- **EXERCISE DIRECTIONS**
Write the entries again exactly, with no line missing.

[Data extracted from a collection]
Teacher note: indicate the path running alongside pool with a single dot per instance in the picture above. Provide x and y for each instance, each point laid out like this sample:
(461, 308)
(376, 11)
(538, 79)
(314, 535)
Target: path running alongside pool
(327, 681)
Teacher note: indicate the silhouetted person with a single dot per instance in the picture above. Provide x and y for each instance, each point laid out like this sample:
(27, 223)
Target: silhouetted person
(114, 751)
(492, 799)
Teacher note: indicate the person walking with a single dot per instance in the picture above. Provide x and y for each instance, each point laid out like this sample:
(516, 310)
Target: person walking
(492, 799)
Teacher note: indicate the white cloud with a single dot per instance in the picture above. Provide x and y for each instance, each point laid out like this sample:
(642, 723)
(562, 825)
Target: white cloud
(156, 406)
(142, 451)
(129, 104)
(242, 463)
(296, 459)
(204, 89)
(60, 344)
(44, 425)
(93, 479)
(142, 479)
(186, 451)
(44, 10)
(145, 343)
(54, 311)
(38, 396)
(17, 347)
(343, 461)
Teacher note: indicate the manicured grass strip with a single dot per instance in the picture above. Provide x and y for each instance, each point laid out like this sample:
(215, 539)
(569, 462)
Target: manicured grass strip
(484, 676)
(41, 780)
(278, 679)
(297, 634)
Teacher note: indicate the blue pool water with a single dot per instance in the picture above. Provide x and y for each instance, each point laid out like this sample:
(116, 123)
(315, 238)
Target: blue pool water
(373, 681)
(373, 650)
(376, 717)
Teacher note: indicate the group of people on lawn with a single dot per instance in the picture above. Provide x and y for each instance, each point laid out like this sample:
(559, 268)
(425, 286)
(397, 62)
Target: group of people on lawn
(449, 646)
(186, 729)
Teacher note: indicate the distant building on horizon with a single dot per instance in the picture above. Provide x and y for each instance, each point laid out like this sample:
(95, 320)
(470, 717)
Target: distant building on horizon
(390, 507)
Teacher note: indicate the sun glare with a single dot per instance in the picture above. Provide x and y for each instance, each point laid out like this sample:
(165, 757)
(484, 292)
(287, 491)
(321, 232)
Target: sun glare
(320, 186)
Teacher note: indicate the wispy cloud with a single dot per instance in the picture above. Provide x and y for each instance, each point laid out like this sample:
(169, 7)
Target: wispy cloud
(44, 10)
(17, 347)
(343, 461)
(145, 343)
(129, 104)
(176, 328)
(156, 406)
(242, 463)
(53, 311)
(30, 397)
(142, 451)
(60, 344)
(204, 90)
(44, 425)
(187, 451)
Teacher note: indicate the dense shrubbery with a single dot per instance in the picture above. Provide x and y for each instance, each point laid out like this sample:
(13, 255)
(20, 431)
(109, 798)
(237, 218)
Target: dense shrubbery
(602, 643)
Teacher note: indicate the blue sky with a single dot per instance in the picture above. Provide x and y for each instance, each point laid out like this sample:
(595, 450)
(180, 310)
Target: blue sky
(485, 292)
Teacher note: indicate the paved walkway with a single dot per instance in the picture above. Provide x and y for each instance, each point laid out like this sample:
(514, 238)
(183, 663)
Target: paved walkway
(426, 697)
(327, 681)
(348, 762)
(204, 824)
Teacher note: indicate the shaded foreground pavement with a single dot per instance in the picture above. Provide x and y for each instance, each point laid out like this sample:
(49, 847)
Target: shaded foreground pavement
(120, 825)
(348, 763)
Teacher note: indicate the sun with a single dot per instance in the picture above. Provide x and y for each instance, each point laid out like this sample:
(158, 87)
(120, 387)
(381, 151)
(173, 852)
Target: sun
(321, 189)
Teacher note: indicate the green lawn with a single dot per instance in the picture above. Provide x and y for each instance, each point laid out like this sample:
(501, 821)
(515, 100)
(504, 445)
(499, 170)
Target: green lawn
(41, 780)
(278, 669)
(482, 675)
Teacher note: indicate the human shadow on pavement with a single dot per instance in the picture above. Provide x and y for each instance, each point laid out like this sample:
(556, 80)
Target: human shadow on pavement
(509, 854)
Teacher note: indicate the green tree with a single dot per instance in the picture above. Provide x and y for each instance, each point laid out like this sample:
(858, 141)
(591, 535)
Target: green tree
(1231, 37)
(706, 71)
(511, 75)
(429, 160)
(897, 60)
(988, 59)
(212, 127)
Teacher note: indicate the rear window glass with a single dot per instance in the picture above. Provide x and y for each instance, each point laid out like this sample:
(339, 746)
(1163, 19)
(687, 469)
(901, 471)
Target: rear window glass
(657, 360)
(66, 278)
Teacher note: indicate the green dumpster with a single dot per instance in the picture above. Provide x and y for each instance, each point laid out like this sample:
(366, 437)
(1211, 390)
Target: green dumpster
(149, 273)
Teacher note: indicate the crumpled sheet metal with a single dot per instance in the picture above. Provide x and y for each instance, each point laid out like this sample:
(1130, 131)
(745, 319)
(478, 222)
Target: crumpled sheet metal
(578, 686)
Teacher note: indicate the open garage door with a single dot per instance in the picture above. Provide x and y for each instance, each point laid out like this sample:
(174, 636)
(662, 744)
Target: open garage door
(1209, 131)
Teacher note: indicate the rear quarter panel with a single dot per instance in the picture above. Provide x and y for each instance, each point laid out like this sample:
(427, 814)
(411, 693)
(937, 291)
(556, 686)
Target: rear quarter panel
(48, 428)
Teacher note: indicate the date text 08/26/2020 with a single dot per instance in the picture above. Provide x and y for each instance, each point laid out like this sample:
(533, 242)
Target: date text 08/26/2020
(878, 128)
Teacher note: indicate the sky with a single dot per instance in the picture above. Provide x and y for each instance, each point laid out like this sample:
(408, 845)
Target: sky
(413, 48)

- **ANSWER TO THE PROBLEM**
Teacher note: indicate the path running alongside pool with a single dot per instance in the picture above. Provide x and y for each instance, each point laid out like this sample:
(461, 308)
(376, 11)
(538, 79)
(314, 535)
Target: path running alongside pool
(327, 681)
Teacher note: indicate the silhouetted person with a single dot per instance in the picture above. Provide x and y for each instance, each point laid out like this sample:
(27, 223)
Target: silhouetted person
(114, 751)
(492, 799)
Teacher note: indicate the person walking with a single dot per instance in the picture above. Provide x and y for each instance, each point laid out like this sample:
(516, 310)
Target: person walking
(492, 799)
Teacher note: indicate the white cloud with a single dot per instance in the picture above. Provide x and y for each instance, each point laid out like this sample:
(642, 723)
(562, 825)
Target: white cloud
(156, 406)
(142, 451)
(129, 104)
(242, 463)
(296, 459)
(204, 89)
(60, 344)
(44, 425)
(93, 479)
(142, 479)
(186, 451)
(44, 10)
(145, 343)
(54, 311)
(38, 396)
(17, 347)
(343, 461)
Teacher note: indicate the manicured grass strip with a single dot per instance in the picture above. Provide x and y for each instance, each point laid out like this sample:
(215, 539)
(569, 462)
Target: manicured grass strip
(484, 676)
(41, 780)
(278, 679)
(297, 634)
Teacher note: indicate the blue pool water with a single dot per instance in the picture above. Provide x and y for each instance, each point laid out like this sample:
(116, 123)
(315, 238)
Target: blue pool water
(373, 681)
(373, 650)
(376, 717)
Teacher note: indicate the group of people on lawn with a single dot per instance in the picture above. Provide x and y for each instance, each point laid out like this sample:
(559, 268)
(425, 286)
(397, 62)
Target: group of people on lawn
(449, 646)
(186, 729)
Teacher note: indicate the distant building on horizon with a single dot per instance in the picture above. Provide x and y for each instance, each point laid out like this sample:
(95, 320)
(470, 717)
Target: distant building on horizon
(390, 507)
Teacher note: indicate the sun glare with a single dot per instance in the picture above. Provide x and y for each instance, each point laid out like this sample:
(165, 757)
(484, 292)
(287, 491)
(321, 232)
Target: sun glare
(320, 186)
Teacher note: indicate the wispy cloud with a single dot per instance in the picture above. Provide x and y for each instance, each point laid out like this sample:
(169, 7)
Target: wispy cloud
(44, 10)
(17, 347)
(343, 461)
(145, 343)
(129, 104)
(176, 328)
(156, 406)
(242, 463)
(53, 311)
(30, 397)
(142, 451)
(60, 344)
(204, 90)
(44, 425)
(187, 451)
Teacher note: indicate the dense shrubbery with a single dot per instance in the picture above. Provide x and y for each instance, each point laid out like this sample:
(13, 255)
(20, 431)
(109, 798)
(237, 218)
Target: dense shrubbery
(602, 643)
Teacher note: indicate the blue sky with a single dot per instance in the picture above. Provide x and y for each instance, each point laid out like this sample:
(595, 450)
(180, 310)
Target: blue sky
(485, 292)
Teacher note: indicate the paved walkway with a single dot per instance in the picture above. Provide x and y for each instance, each point laid out like this sample:
(514, 238)
(183, 663)
Target: paved walkway
(426, 697)
(327, 681)
(348, 762)
(204, 824)
Teacher note: indicate the shaded foreground pavement with a single dot per instance in the picture above. Provide x and y for each instance, each point laid out like this sample:
(49, 847)
Target: shaded foreground pavement
(120, 825)
(348, 763)
Teacher note: indicate the sun with a single dot per instance in the picture above. Provide x and y for each instance, each point laid out like this sample:
(158, 87)
(120, 387)
(381, 151)
(173, 852)
Target: sun
(321, 189)
Teacher note: indicate the green lawn with a single dot per instance in the picture above. Provide x and y for each instance, each point laid out like this sample:
(501, 821)
(515, 100)
(504, 445)
(499, 170)
Target: green lawn
(41, 780)
(278, 669)
(482, 675)
Teacher note: indicate the human shadow on pavement with a single dot per instance in the picture above. Provide x and y for each instance, each point laid out like this sample:
(556, 80)
Target: human shadow on pavement
(509, 854)
Teacher note: indicate the green tree with a single dot per instance in the picture above. Provide x and y for each instance, each point laid out like this sample:
(858, 141)
(591, 535)
Target: green tree
(1231, 37)
(706, 71)
(511, 75)
(429, 160)
(897, 60)
(988, 59)
(212, 127)
Teacher note: indicate the rear window glass with a single dot per instance in the picture above. Provide x and y for each instance, each point laid out like this sample:
(339, 746)
(1163, 19)
(687, 469)
(901, 471)
Target: rear window glass
(657, 360)
(66, 278)
Teacher note: indicate the green dumpster with a single dot per instance in the picture above. Provide x and y for each instance, each point laid out like this sample:
(366, 437)
(1211, 390)
Target: green dumpster
(149, 273)
Teacher note: indicate the crumpled sheet metal with a single dot per instance in the picture above. Provide x and y for each instance, each point laid out like this sample:
(1130, 131)
(745, 319)
(478, 222)
Target: crumpled sheet metal
(578, 686)
Teacher note: indicate the open garage door with a single dot per instance in the picture above. Provide x and y for each instance, each point laid out like this sample:
(174, 636)
(662, 744)
Target: open garage door
(1209, 131)
Teacher note: indicate the rear quarter panel with a single dot per instance in the picture above. Provide x and y for each instance, each point laid out like this sample:
(427, 814)
(411, 693)
(937, 291)
(556, 686)
Target: rear quarter panel
(48, 428)
Teacher note: indicate the date text 08/26/2020 with a single dot per instance in the picture above. Provide x and y for each instance, each point laid out like this sample:
(533, 242)
Target: date text 08/26/2020
(878, 128)
Teacher note: indicate the sky with a single dot per instance in the picture above. Provide x and y for each instance, each point laid out like this sample:
(408, 845)
Target: sky
(413, 48)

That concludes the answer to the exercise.